Archive for Tuesday, July 6, 2010

K.C. schools to try grouping students by ability, not grade

July 6, 2010


— Forget about students spending one year in each grade, with the entire class learning the same skills at the same time. Districts from Alaska to Maine are taking a different route.

Instead of simply moving kids from one grade to the next as they get older, schools are grouping students by ability. Once they master a subject, they move up a level. This practice has been around for decades, but was generally used on a smaller scale, in individual grades, subjects or schools.

Now, in the latest effort to transform the bedraggled Kansas City, Mo., schools, the district is about to become what reform experts say is the largest one to try the approach. Starting this fall officials will begin switching 17,000 students to the new system to turnaround trailing schools and increase abysmal tests scores.

“The current system of public education in this country is not working” said Superintendent John Covington. “It’s an outdated, industrial, agrarian kind of model that lends itself to still allowing students to progress through school based on the amount of time they sit in a chair rather than whether or not they have truly mastered the competencies and skills.”

Here’s how the reform works:

Students — often of varying ages — work at their own pace, meeting with teachers to decide what part of the curriculum to tackle. Teachers still instruct students as a group if it’s needed, but often students are working individually or in small groups on projects that are tailored to their skill level.

For instance, in a classroom learning about currency, one group could draw pictures of pennies and nickels. A student who has mastered that skill might use pretend money to practice making change.

Students who progress quickly can finish high school material early and move forward with college coursework. Alternatively, in some districts, high-schoolers who need extra time can stick around for another year.

Advocates say the approach cuts down on discipline problems because advanced students aren’t bored and struggling students aren’t frustrated.

▬▬▬▬▬▬▬▬▬▬

Tasks to carry out:
1. Reproduce the article on grouping students by ability from "Archive for Tuesday, July" to "subjects or schools.".
2. Answer these about the article on grouping students by ability:
(a) How many students will Kansas City officials begin switching to the new system this fall?
(b) Which superintendent is quoted?
(c) In the currency example, what might a student who has mastered drawing pennies and nickels do?

Collected data:

▬▬▬▬▬▬▬▬▬▬

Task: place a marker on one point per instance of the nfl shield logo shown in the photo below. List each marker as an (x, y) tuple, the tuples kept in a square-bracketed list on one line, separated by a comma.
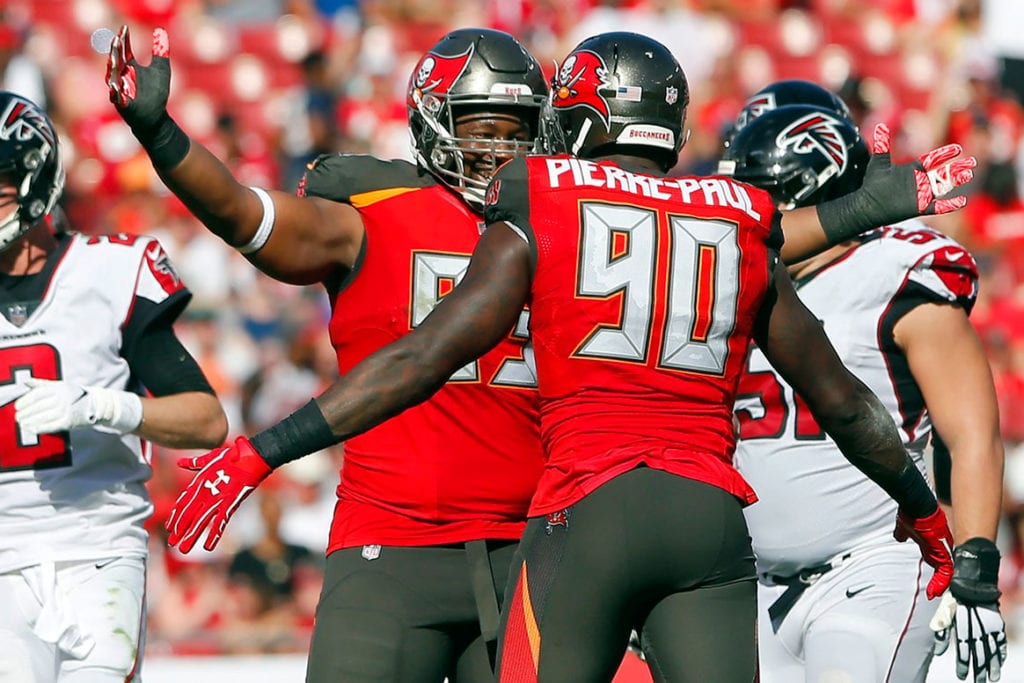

▬▬▬▬▬▬▬▬▬▬

Task-by-task answers:
1.
Archive for Tuesday, July 6, 2010

K.C. schools to try grouping students by ability, not grade

July 6, 2010


— Forget about students spending one year in each grade, with the entire class learning the same skills at the same time. Districts from Alaska to Maine are taking a different route.

Instead of simply moving kids from one grade to the next as they get older, schools are grouping students by ability. Once they master a subject, they move up a level. This practice has been around for decades, but was generally used on a smaller scale, in individual grades, subjects or schools.

2.
(a) 17,000 students
(b) John Covington
(c) Use pretend money to practice making change